> [Problem statement]:
Within the entries below, find the lines that hold "query" and report only how many there are.

> [Input]:
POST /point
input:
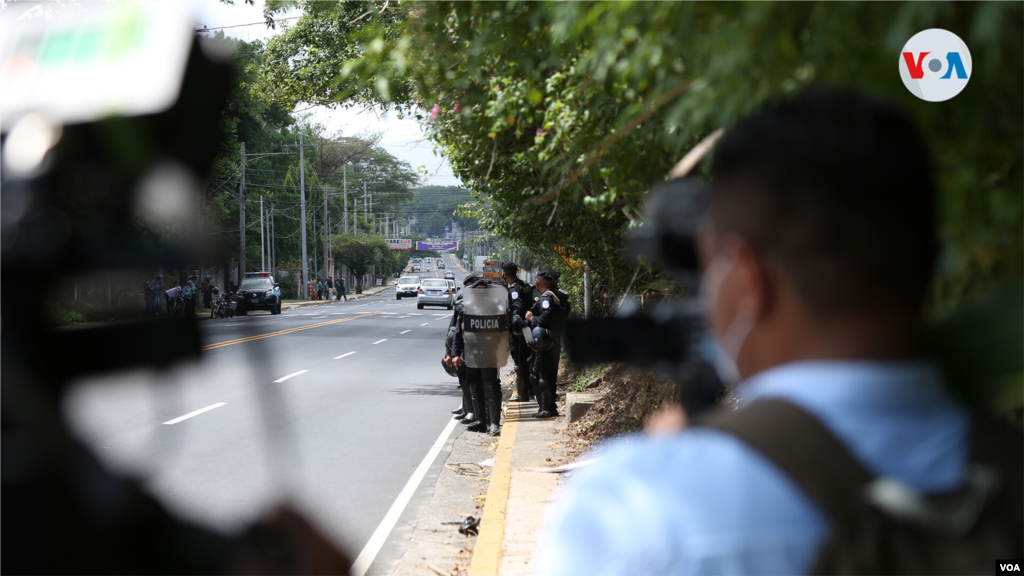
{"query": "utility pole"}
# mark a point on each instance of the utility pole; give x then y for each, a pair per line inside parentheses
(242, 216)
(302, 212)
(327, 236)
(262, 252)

--

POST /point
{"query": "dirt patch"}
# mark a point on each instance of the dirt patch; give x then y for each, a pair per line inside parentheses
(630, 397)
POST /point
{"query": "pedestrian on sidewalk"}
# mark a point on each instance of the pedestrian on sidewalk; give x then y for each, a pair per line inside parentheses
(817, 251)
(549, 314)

> [Task answer]:
3